Your task is to return the span of lines beginning at the one with "Query: stone lantern base" and ending at the last line of the data, exactly as it stands.

DATA RECORDS –
========

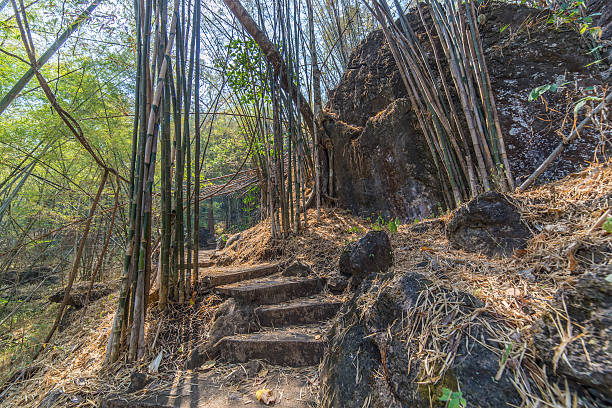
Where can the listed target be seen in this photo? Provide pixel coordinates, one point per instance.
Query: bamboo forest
(305, 203)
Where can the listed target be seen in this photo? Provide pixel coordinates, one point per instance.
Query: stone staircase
(293, 313)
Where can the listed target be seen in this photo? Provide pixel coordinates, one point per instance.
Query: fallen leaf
(266, 396)
(513, 292)
(572, 262)
(208, 365)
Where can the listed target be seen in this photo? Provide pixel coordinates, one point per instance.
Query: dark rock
(364, 363)
(371, 254)
(138, 381)
(589, 307)
(296, 268)
(604, 20)
(427, 225)
(337, 283)
(488, 224)
(231, 318)
(221, 242)
(385, 167)
(371, 137)
(78, 294)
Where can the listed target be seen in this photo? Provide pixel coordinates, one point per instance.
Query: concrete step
(272, 290)
(225, 276)
(280, 347)
(299, 311)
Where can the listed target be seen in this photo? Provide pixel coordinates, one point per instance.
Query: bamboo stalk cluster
(467, 162)
(163, 100)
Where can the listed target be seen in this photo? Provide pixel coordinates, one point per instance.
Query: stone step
(285, 348)
(299, 311)
(272, 290)
(225, 276)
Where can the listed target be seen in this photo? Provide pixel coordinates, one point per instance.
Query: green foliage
(607, 226)
(245, 70)
(380, 224)
(354, 230)
(540, 90)
(570, 13)
(453, 399)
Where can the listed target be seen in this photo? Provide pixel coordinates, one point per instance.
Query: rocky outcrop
(375, 154)
(370, 255)
(488, 224)
(377, 350)
(586, 358)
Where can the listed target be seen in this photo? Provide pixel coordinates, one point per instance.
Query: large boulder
(374, 150)
(384, 354)
(587, 359)
(488, 224)
(371, 254)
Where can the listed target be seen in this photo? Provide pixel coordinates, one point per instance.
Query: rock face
(375, 154)
(371, 254)
(488, 224)
(589, 306)
(364, 366)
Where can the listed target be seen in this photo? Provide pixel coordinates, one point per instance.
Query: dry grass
(516, 291)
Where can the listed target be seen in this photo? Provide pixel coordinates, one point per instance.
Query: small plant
(393, 225)
(453, 399)
(607, 226)
(354, 230)
(540, 90)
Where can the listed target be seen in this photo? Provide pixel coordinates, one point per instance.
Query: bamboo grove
(466, 164)
(272, 64)
(263, 72)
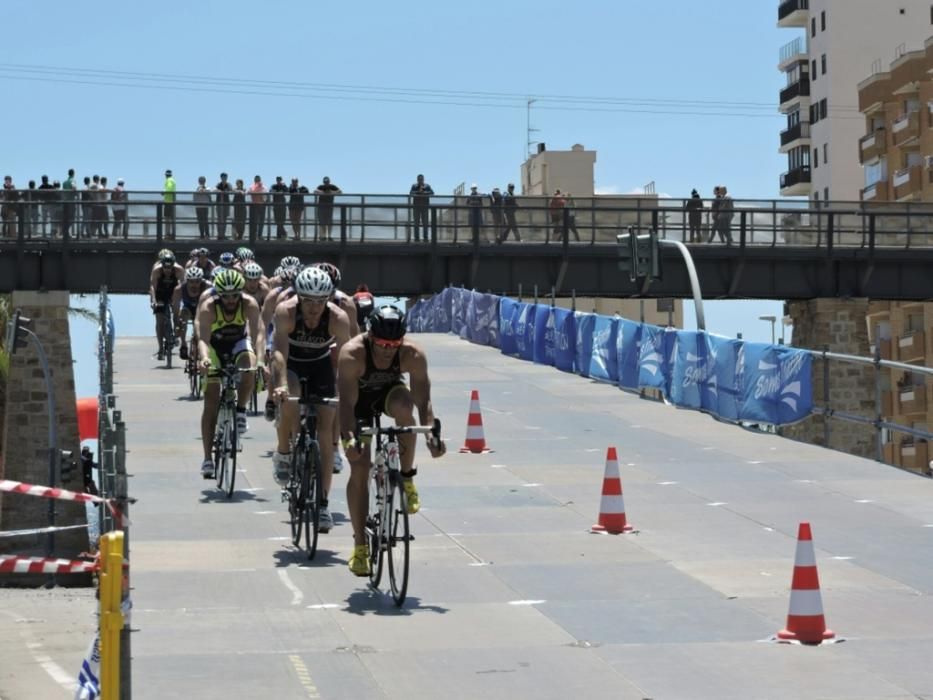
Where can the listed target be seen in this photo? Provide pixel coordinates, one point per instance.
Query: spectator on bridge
(118, 204)
(31, 209)
(257, 207)
(69, 208)
(223, 205)
(325, 207)
(202, 204)
(723, 216)
(8, 209)
(694, 209)
(420, 194)
(279, 190)
(168, 204)
(474, 204)
(556, 214)
(239, 210)
(45, 196)
(509, 205)
(102, 208)
(571, 207)
(496, 209)
(296, 206)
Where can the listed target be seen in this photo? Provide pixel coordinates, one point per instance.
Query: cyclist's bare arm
(204, 320)
(284, 326)
(257, 332)
(351, 364)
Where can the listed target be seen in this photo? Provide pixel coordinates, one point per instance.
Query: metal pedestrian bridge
(779, 250)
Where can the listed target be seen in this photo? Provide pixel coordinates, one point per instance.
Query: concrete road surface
(510, 595)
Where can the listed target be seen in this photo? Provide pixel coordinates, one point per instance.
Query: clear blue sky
(372, 93)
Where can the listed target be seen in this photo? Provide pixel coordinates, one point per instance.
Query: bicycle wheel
(375, 529)
(297, 494)
(398, 538)
(314, 473)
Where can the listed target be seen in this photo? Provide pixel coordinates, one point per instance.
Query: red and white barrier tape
(61, 495)
(39, 565)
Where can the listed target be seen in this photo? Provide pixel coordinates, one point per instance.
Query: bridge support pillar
(838, 325)
(25, 449)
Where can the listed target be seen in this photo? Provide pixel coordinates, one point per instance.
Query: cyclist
(340, 298)
(370, 382)
(165, 276)
(364, 301)
(185, 302)
(306, 325)
(228, 327)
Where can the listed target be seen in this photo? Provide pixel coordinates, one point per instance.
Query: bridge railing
(145, 216)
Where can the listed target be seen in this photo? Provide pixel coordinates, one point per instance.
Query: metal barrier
(465, 220)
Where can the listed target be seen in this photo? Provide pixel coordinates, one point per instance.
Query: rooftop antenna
(529, 130)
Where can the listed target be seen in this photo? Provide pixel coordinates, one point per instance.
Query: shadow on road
(372, 602)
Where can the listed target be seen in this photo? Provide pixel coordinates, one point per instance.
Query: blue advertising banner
(585, 323)
(544, 335)
(777, 386)
(603, 361)
(508, 319)
(525, 331)
(565, 339)
(654, 358)
(628, 352)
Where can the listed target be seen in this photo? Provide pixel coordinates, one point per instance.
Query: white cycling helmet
(315, 283)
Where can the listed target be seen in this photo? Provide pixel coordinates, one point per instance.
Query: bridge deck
(510, 595)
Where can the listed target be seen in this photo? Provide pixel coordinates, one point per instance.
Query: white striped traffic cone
(805, 621)
(476, 441)
(612, 505)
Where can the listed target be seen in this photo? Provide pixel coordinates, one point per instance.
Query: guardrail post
(828, 414)
(111, 616)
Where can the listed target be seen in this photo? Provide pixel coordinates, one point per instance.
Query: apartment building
(896, 148)
(841, 42)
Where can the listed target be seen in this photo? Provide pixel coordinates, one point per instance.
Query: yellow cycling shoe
(359, 561)
(411, 495)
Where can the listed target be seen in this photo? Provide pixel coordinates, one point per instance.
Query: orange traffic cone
(805, 621)
(612, 505)
(476, 441)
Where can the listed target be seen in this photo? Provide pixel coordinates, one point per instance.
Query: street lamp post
(772, 320)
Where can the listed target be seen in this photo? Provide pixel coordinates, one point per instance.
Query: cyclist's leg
(400, 407)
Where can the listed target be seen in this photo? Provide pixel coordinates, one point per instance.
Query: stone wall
(26, 450)
(840, 326)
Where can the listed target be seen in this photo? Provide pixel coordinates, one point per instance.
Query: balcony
(793, 93)
(873, 91)
(911, 347)
(877, 192)
(795, 136)
(872, 146)
(793, 13)
(908, 183)
(906, 128)
(796, 182)
(912, 400)
(913, 455)
(792, 52)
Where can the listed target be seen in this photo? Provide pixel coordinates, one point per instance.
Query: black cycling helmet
(387, 323)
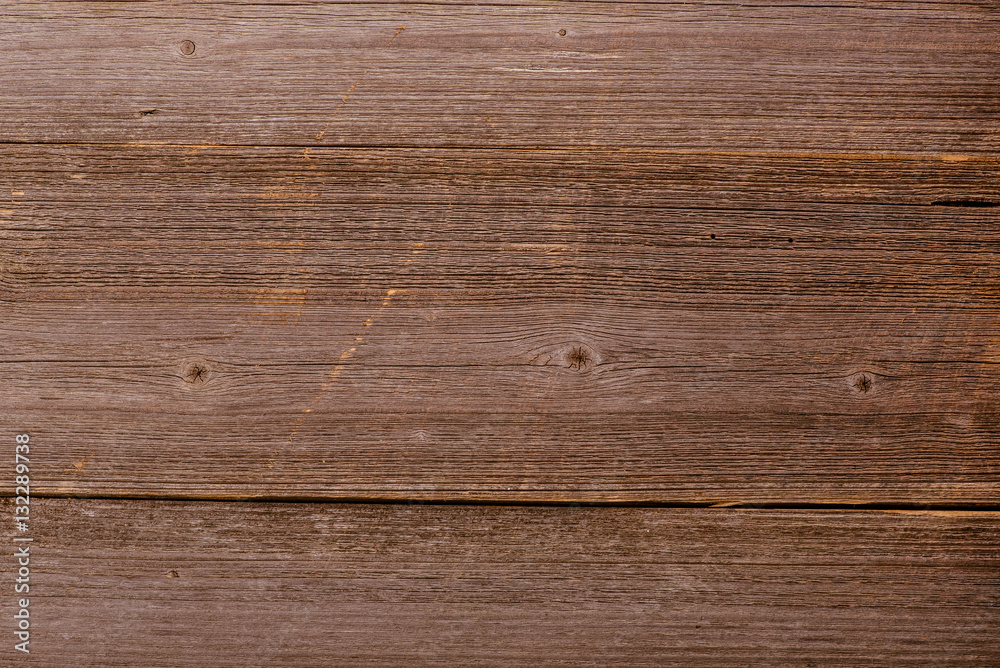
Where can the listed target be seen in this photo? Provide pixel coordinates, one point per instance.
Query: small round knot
(579, 358)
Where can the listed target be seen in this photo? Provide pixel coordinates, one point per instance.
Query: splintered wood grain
(874, 77)
(502, 325)
(153, 583)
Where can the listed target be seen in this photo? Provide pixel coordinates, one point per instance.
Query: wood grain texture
(519, 254)
(394, 324)
(125, 583)
(874, 77)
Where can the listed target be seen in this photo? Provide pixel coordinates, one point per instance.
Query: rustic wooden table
(514, 333)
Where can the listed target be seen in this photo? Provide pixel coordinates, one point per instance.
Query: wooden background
(512, 333)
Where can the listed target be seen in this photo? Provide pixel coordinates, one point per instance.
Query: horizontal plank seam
(802, 155)
(737, 505)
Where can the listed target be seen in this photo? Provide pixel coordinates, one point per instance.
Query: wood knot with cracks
(579, 358)
(195, 373)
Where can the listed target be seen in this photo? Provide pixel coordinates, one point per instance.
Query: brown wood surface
(873, 77)
(434, 324)
(157, 583)
(514, 257)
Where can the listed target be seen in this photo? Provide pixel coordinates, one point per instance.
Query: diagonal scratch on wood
(347, 95)
(339, 366)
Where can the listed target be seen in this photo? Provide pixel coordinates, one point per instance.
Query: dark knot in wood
(579, 358)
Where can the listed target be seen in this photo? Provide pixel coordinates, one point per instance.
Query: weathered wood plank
(125, 583)
(360, 331)
(872, 77)
(285, 180)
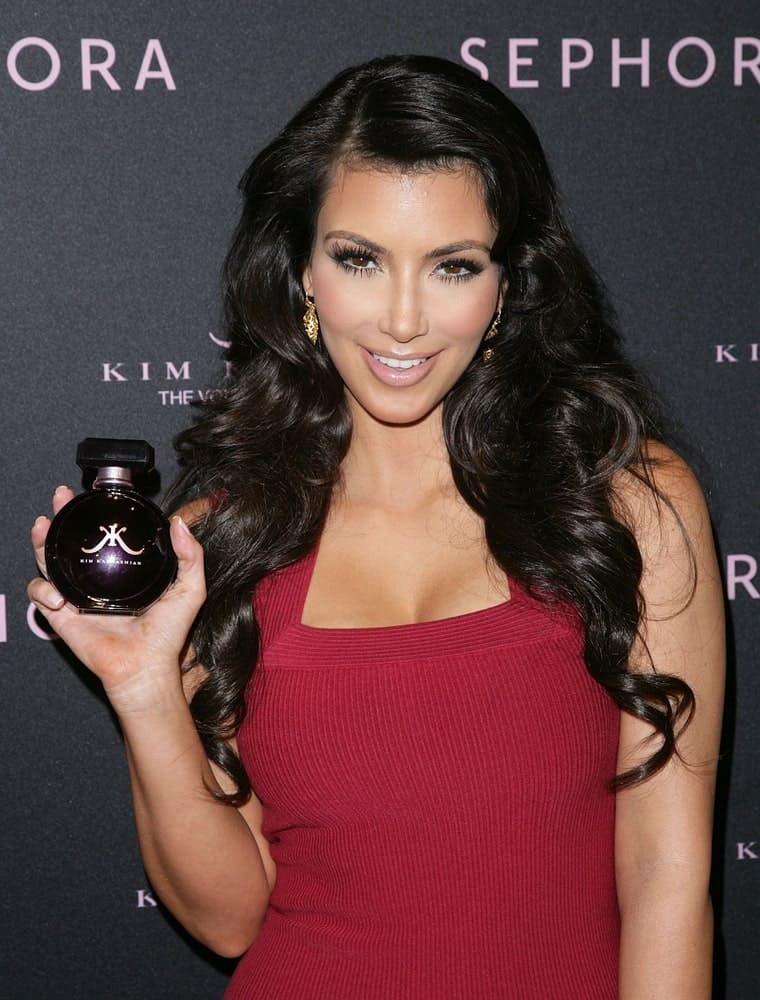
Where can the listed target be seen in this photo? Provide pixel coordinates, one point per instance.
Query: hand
(134, 657)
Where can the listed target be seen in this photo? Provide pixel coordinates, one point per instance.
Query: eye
(460, 269)
(355, 260)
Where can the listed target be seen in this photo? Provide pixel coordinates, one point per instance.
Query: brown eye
(359, 261)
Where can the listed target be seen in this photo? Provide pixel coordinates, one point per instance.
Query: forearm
(200, 855)
(666, 944)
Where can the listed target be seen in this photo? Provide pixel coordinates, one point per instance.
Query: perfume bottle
(108, 549)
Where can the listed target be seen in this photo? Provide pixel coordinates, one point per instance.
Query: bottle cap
(125, 453)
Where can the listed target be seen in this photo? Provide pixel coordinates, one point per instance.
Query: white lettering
(101, 68)
(153, 50)
(469, 60)
(743, 578)
(697, 81)
(112, 374)
(640, 60)
(48, 49)
(516, 61)
(182, 397)
(183, 372)
(570, 65)
(751, 63)
(723, 352)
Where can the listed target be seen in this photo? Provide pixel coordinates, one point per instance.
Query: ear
(503, 294)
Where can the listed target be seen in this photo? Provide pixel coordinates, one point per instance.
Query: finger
(44, 595)
(39, 534)
(188, 592)
(61, 497)
(189, 554)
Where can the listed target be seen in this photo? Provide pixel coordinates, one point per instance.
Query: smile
(398, 362)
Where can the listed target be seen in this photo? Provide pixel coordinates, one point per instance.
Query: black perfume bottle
(108, 549)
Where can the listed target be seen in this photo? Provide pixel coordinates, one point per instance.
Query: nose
(404, 316)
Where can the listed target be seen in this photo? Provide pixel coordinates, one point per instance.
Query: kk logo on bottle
(112, 537)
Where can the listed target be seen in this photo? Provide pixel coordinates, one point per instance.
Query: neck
(397, 467)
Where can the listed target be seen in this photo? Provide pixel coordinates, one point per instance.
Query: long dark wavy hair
(536, 437)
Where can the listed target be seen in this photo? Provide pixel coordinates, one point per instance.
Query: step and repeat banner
(125, 129)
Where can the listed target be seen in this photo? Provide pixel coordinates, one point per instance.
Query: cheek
(467, 314)
(342, 298)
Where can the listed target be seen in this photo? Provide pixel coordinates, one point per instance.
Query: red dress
(436, 800)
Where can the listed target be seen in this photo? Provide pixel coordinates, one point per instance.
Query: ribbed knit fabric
(436, 800)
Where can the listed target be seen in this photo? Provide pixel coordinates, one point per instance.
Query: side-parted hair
(537, 436)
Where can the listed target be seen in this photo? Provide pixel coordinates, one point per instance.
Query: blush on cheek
(339, 305)
(469, 318)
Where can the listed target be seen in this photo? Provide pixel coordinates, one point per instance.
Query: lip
(399, 376)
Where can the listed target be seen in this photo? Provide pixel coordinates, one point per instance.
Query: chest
(381, 571)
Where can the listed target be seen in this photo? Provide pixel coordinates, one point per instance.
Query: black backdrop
(118, 197)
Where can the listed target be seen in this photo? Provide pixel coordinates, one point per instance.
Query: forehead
(383, 204)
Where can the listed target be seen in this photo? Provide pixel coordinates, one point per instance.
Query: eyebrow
(444, 251)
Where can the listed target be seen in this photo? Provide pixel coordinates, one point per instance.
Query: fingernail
(182, 525)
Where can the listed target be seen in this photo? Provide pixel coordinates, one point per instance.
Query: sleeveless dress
(436, 799)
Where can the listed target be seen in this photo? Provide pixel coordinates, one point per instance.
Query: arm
(663, 830)
(208, 861)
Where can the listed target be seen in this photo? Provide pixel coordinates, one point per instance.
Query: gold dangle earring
(493, 329)
(310, 321)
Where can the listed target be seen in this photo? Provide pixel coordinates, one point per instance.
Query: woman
(481, 599)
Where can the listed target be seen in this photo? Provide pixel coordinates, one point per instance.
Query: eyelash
(343, 253)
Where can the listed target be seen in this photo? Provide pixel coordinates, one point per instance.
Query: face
(404, 286)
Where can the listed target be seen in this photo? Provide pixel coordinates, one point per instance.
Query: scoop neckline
(452, 622)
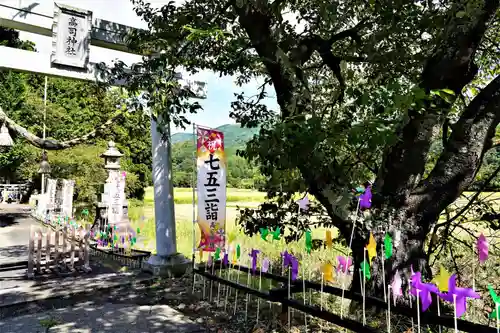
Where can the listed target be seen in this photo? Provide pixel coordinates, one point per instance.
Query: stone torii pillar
(109, 35)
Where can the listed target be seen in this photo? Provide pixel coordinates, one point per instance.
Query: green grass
(185, 196)
(310, 267)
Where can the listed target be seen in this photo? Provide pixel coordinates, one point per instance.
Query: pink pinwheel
(253, 255)
(365, 199)
(265, 265)
(424, 290)
(303, 203)
(292, 262)
(397, 290)
(482, 248)
(461, 295)
(343, 264)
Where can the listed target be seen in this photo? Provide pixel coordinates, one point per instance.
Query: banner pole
(193, 186)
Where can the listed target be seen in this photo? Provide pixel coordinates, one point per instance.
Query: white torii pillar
(109, 35)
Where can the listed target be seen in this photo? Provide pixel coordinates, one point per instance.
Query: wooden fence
(63, 250)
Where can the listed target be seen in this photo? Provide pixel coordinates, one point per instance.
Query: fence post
(39, 250)
(48, 240)
(56, 245)
(31, 250)
(86, 238)
(72, 248)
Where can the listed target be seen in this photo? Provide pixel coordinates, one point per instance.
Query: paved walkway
(21, 300)
(15, 223)
(109, 318)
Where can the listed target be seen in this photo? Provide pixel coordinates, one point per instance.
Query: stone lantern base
(174, 265)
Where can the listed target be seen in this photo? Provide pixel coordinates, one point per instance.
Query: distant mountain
(234, 135)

========

WRITTEN ANSWER –
Query: stone lantern base
(174, 265)
Where can the listed target be seen in this photo? Provide pixel coordinates, one point per instance.
Query: distant mountain
(234, 135)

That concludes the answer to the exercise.